Provided passage:
※

Thursday, July 1, 2010

The Nature of Flavour

At our restaurant, we entertain a very broad spectrum of customers, with varying tastes and preferences. One concept that is particularly of interest (and pertinence) to us, is that of "flavour." What defines a dish as "flavourful," or, conversely, as "bland"? To what extent do our values, environment, and general conditioning inform our perspectives on the taste of food?

Toronto is a metropolis teeming with noise, light, traffic and culture. With the abundance of light and sound pollution, we are indeed strangers to silence and darkness. Arguably, this is so for our other senses; our bodies are bombarded with a spectrum of industrial pollutants which fundamentally change the way we experience with our senses. The way we taste is thus shaped by the very air we breathe.

※

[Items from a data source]
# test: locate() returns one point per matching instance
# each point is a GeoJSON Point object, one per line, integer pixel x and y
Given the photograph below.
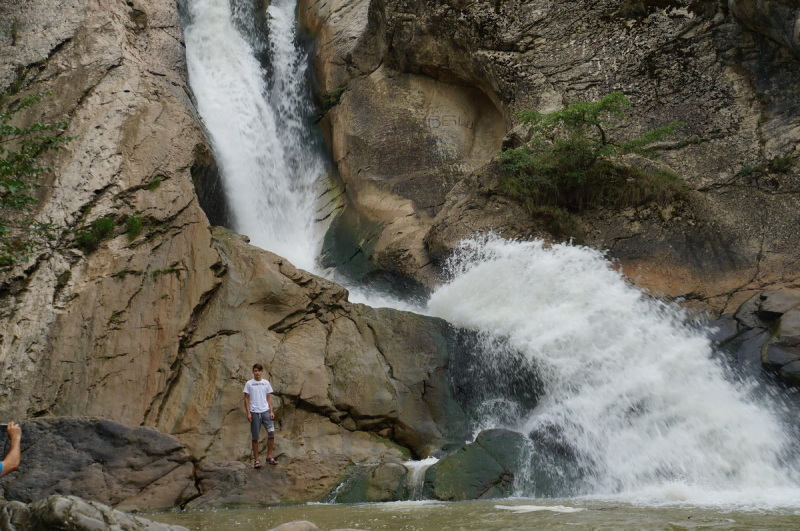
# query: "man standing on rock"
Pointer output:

※

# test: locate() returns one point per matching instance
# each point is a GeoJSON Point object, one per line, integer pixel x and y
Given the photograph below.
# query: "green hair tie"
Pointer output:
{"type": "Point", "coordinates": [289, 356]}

※

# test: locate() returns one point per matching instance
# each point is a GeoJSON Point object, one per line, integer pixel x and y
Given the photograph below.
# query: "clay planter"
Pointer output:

※

What this exercise asks:
A: Retype the passage from the restaurant post on flavor, starting with "Thursday, July 1, 2010" and going on through "air we breathe.".
B: Do these statements agree with the restaurant post on flavor? Answer yes or no for each, quoting the words from the post that decide it.
(i) The restaurant's customers have varying tastes.
(ii) Toronto is described as a quiet city.
(iii) The post says the air we breathe shapes the way we taste.
C: What follows the last sentence of the restaurant post on flavor? Continue the post from there.

Answers per task:
A:
Thursday, July 1, 2010

The Nature of Flavour

At our restaurant, we entertain a very broad spectrum of customers, with varying tastes and preferences. One concept that is particularly of interest (and pertinence) to us, is that of "flavour." What defines a dish as "flavourful," or, conversely, as "bland"? To what extent do our values, environment, and general conditioning inform our perspectives on the taste of food?

Toronto is a metropolis teeming with noise, light, traffic and culture. With the abundance of light and sound pollution, we are indeed strangers to silence and darkness. Arguably, this is so for our other senses; our bodies are bombarded with a spectrum of industrial pollutants which fundamentally change the way we experience with our senses. The way we taste is thus shaped by the very air we breathe.

B:
(i) Yes: "we entertain a very broad spectrum of customers, with varying tastes and preferences"
(ii) No: "Toronto is a metropolis teeming with noise, light, traffic and culture."
(iii) Yes: "The way we taste is thus shaped by the very air we breathe."

C:
Moreover, western culture invests flavour with paramount importance. Perhaps due to the fact that we are generally overstimulated, and that our palates are to some extent dulled by environmental factors, we are seeking a greater degree of stimulus. The trend of quantity over quality seems to apply to the taste of our food as well as the size of the portion.

Foods that are salty, fatty, or sweet tend to be desirable to the human palate. From a biological standpoint, that is because natural foods exhibiting these qualities are highly valued by our bodies, and are rarely occurring in nature. So the impulse is to take advantage of these commodities while they are available.

However, if you ask anyone who is on a dietary cleanse, they will tell you that they are intensely more stimulating than usual. Their palates tend to be more sensitive to the subtler flavour of raw veggies and fruit, or unflavoured and unsweetened whole foods.

Hence, the pursuit of flavour is not so much in the potency of the seasoning, but in the purity of the palate. Think about what new sounds one might distinguish in the silence of a forest. Just as "beauty is in the eye of the beholder," so "taste is in the tongue of the taster."